------ DATA LISTING

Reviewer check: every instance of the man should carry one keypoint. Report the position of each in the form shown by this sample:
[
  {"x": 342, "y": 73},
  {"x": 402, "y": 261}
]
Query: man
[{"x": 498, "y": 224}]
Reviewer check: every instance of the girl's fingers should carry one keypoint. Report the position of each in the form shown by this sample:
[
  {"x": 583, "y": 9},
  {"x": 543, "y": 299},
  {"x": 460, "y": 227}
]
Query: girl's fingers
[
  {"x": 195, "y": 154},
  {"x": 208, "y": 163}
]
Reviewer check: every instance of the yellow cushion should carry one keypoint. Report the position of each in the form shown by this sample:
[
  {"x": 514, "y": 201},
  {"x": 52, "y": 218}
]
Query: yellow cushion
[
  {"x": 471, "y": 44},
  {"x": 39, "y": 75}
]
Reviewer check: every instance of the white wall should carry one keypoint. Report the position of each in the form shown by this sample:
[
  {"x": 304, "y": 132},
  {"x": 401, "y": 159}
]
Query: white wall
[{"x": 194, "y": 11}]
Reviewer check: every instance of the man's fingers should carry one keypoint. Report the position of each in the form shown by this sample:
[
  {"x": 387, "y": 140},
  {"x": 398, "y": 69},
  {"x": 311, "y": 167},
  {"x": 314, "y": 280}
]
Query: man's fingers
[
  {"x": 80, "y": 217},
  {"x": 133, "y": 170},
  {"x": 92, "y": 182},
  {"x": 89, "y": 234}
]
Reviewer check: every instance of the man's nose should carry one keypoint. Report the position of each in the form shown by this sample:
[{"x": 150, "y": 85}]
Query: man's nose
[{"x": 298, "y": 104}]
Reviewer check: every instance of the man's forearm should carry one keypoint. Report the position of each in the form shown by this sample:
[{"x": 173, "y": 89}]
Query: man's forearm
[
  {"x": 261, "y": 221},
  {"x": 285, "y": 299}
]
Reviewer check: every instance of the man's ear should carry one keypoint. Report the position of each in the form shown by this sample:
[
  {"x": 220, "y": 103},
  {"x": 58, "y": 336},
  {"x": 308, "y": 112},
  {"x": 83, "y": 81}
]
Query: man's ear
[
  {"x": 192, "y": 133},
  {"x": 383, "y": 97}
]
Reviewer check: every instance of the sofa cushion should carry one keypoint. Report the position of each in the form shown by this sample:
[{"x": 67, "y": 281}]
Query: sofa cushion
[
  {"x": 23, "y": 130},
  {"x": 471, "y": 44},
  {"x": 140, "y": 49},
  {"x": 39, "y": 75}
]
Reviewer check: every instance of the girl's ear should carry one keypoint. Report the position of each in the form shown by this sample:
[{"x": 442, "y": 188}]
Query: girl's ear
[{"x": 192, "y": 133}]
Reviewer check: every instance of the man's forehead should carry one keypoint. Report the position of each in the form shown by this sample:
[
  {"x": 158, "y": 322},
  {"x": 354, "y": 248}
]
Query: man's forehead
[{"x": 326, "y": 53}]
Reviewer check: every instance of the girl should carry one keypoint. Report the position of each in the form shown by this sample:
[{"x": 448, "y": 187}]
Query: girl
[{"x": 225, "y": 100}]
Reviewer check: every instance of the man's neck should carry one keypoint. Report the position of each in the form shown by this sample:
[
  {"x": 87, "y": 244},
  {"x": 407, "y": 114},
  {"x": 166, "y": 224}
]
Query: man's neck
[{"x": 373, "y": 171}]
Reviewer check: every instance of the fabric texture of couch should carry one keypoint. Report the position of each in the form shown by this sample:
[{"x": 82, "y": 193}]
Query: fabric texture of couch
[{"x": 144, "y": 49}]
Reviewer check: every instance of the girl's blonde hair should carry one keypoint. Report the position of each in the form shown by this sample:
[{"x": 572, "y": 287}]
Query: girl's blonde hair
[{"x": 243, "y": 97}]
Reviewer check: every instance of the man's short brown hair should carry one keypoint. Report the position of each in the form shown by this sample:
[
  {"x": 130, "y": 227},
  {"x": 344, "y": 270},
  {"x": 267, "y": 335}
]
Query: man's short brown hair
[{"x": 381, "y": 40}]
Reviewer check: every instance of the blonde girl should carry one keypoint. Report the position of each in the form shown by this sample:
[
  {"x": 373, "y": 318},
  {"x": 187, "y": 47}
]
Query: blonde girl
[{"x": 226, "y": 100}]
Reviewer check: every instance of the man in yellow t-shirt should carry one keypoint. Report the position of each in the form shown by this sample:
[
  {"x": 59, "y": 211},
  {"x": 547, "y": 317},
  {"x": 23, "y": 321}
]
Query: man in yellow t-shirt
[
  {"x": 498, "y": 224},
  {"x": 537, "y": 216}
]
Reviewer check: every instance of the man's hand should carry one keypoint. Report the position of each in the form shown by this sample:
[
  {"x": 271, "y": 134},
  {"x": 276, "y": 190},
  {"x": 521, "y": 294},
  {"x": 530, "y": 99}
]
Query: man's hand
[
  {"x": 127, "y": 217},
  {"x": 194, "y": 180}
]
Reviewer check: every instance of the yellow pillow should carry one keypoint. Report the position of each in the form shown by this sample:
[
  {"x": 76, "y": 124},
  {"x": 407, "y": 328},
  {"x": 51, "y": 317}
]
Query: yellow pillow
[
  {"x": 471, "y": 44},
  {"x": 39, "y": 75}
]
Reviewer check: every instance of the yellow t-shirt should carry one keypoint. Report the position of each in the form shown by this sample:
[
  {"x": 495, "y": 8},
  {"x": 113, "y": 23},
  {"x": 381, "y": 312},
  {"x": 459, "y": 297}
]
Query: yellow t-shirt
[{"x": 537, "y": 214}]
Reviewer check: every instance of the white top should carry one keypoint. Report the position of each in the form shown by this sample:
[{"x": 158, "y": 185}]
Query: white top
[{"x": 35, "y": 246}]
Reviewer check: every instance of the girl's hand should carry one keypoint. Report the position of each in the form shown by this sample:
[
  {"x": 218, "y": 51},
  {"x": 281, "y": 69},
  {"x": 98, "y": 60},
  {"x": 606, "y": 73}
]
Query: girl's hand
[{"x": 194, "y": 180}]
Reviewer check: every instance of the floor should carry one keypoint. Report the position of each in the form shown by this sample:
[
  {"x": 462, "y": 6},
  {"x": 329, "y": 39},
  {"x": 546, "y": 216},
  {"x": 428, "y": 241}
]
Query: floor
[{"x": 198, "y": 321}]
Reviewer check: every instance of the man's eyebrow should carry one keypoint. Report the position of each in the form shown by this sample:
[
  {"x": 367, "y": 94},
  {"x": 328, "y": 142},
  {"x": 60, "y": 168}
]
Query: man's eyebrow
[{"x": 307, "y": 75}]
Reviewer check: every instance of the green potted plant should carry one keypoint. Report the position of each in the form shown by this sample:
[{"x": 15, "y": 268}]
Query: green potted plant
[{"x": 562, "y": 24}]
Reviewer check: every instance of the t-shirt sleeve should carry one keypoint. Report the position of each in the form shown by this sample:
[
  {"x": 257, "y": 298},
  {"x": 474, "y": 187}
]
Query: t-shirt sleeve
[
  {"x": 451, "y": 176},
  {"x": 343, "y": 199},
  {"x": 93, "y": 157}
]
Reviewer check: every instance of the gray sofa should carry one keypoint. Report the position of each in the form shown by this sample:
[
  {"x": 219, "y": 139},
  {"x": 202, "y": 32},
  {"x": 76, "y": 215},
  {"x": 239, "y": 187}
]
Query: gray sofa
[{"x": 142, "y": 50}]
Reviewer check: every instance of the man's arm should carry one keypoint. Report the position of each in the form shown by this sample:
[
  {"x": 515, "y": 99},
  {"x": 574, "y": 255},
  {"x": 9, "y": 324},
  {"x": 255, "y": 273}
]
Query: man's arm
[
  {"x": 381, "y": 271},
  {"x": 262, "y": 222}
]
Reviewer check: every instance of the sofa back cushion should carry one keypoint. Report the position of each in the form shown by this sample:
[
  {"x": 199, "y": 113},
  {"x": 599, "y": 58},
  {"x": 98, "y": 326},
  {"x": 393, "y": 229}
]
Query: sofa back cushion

------------

Begin with the line containing "Reviewer check: every instance of the man's eyebrow" and repeat each line exactly until the records above end.

REPLY TO THE TASK:
Reviewer check: every instance of the man's eyebrow should carry one keypoint. Report the position of each in the form shown by this sample:
[
  {"x": 367, "y": 94},
  {"x": 328, "y": 142},
  {"x": 60, "y": 168}
]
Query: man's eyebrow
[{"x": 307, "y": 75}]
Reviewer check: every instance of the green potted plant should carry one keypoint. Report the position of each in the form shown by this sample:
[{"x": 15, "y": 268}]
Query: green potted plant
[{"x": 562, "y": 24}]
Reviewer check: every instance of the t-shirt sleeve should carry one keypoint. Report the position of each in the form shown by this sample:
[
  {"x": 257, "y": 298},
  {"x": 474, "y": 187}
]
Query: t-shirt sleeve
[
  {"x": 451, "y": 176},
  {"x": 343, "y": 199},
  {"x": 93, "y": 157}
]
Reviewer check: every instance of the gray sofa should carry one keypoint. Report the position of each in the form shown by this sample:
[
  {"x": 219, "y": 139},
  {"x": 202, "y": 32},
  {"x": 76, "y": 215},
  {"x": 239, "y": 187}
]
Query: gray sofa
[{"x": 142, "y": 50}]
Reviewer check: every instance of the man's arm should carry one keypoint. Report the position of each in the form shown by this sample:
[
  {"x": 515, "y": 99},
  {"x": 574, "y": 255},
  {"x": 9, "y": 324},
  {"x": 255, "y": 273}
]
Query: man's arm
[
  {"x": 381, "y": 271},
  {"x": 262, "y": 222}
]
Reviewer check: every instance of the sofa back cushion should carry one keypoint. Report the position of each in the form shown by this sample:
[
  {"x": 199, "y": 113},
  {"x": 599, "y": 58},
  {"x": 98, "y": 326},
  {"x": 393, "y": 229}
]
Query: sofa back cushion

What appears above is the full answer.